__INSTRUCTIONS FOR THE TASK__:
Reproduce the full passage comparing risk-based contingency in transportation with industrial risk-driven QRA, word for word.

__EXCERPTED PASSAGE__:
◇ ◇ ◇ ◇ ◇

Observations on Transportation’s Risk-based Contingency vs. Industrial Risk-driven QRA
Most of my career was on industrial capital projects where risk quantification has a 60+ year history of QRA methods development including parametric in the 50s-60s, range estimating with MCS in the 60s-90s (advancing in parallel with phase-gate) and an increasing focus on a systems/complexity view, cost/schedule integration and empirically-valid methods through the 2000s. Next natural step is AI. AACE has captured much of this in their Recommended Practices. The industrial world is driven by competitiveness; reducing cost and duration. Flexible RFPs and EPCM are most common. The focus is early; the front-end and the Select phase. AACE International is the main venue for sharing by industrial sector QRA practitioners.

◇ ◇ ◇ ◇ ◇

__DATASET EXTRACT__:
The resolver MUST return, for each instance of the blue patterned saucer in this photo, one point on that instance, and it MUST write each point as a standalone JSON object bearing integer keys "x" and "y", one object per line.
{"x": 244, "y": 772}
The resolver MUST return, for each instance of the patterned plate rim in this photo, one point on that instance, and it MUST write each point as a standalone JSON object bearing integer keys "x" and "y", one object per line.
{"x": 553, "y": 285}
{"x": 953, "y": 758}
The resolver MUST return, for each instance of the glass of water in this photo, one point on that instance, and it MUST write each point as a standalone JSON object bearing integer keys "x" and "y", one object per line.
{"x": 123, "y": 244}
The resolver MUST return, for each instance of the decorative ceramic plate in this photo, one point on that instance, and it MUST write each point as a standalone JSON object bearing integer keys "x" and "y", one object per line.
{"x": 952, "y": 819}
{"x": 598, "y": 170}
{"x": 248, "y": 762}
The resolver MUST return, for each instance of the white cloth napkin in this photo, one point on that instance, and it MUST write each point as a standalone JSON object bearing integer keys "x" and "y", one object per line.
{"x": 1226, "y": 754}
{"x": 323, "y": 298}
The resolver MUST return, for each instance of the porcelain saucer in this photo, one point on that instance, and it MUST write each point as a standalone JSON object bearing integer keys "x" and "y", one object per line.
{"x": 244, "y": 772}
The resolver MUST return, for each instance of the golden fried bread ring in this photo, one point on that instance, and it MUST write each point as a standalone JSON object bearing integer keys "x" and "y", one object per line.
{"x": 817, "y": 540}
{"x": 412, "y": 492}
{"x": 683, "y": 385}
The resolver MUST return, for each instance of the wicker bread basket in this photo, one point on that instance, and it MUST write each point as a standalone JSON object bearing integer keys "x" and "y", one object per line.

◇ ◇ ◇ ◇ ◇

__ANSWER TO THE EXERCISE__:
Observations on Transportation’s Risk-based Contingency vs. Industrial Risk-driven QRA
Most of my career was on industrial capital projects where risk quantification has a 60+ year history of QRA methods development including parametric in the 50s-60s, range estimating with MCS in the 60s-90s (advancing in parallel with phase-gate) and an increasing focus on a systems/complexity view, cost/schedule integration and empirically-valid methods through the 2000s. Next natural step is AI. AACE has captured much of this in their Recommended Practices. The industrial world is driven by competitiveness; reducing cost and duration. Flexible RFPs and EPCM are most common. The focus is early; the front-end and the Select phase. AACE International is the main venue for sharing by industrial sector QRA practitioners.